All lines with the word "buildings" in the material below are required.

■ Exercise materials

╭──

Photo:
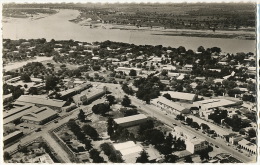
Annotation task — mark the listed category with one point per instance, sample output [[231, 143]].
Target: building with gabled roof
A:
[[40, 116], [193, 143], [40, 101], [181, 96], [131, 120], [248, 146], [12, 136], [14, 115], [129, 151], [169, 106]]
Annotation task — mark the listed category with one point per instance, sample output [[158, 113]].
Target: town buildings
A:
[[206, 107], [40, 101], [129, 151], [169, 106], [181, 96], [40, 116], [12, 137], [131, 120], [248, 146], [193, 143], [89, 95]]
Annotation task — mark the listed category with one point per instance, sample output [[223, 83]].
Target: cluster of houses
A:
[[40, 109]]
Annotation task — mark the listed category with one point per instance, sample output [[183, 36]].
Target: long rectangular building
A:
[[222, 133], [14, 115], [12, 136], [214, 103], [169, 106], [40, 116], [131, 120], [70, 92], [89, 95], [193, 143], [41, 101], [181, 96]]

╰──
╭──

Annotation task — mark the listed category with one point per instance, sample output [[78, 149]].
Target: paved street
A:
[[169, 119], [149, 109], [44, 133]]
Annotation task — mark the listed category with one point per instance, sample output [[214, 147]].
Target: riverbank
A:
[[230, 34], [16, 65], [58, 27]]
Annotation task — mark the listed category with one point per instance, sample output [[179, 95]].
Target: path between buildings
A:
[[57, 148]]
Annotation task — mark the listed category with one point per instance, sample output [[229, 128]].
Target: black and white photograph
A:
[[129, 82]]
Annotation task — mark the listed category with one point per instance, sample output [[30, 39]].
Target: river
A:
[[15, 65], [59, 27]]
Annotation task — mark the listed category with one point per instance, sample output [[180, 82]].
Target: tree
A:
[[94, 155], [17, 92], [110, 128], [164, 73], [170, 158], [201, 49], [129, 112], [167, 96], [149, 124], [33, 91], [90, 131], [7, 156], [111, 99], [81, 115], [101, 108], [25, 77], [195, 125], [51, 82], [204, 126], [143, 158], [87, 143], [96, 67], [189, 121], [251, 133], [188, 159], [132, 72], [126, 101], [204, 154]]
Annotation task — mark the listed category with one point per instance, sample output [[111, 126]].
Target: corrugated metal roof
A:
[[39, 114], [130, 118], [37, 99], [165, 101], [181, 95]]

╰──
╭──

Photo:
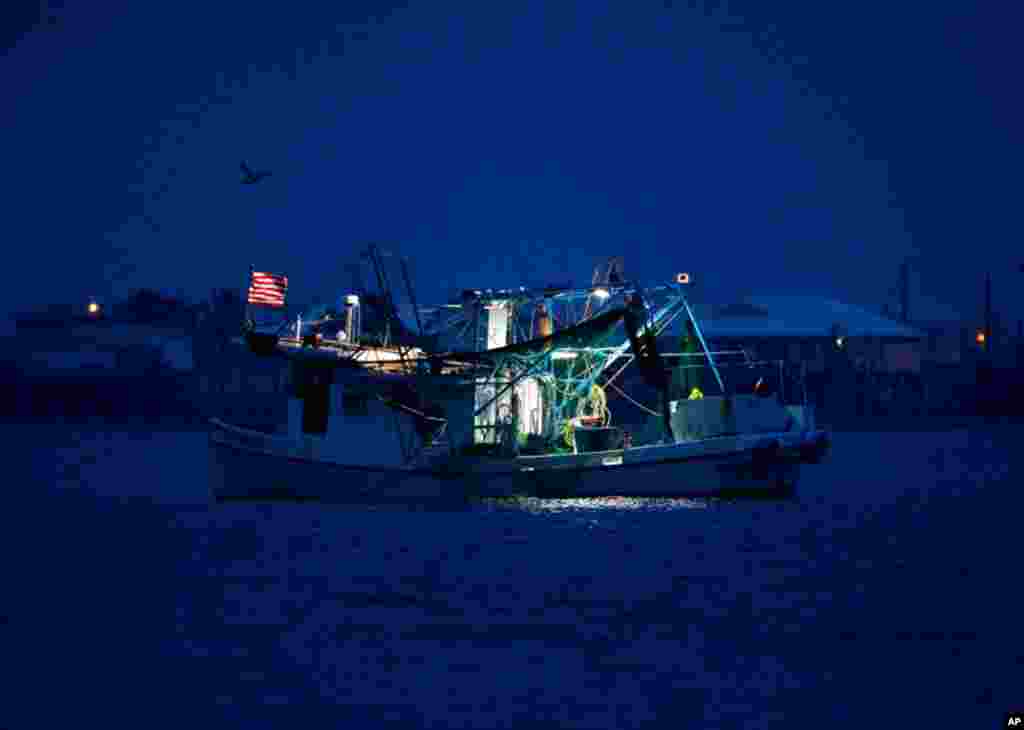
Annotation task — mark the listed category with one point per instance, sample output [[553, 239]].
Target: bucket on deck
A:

╰──

■ Written reply
Target: town buildings
Target: path between buildings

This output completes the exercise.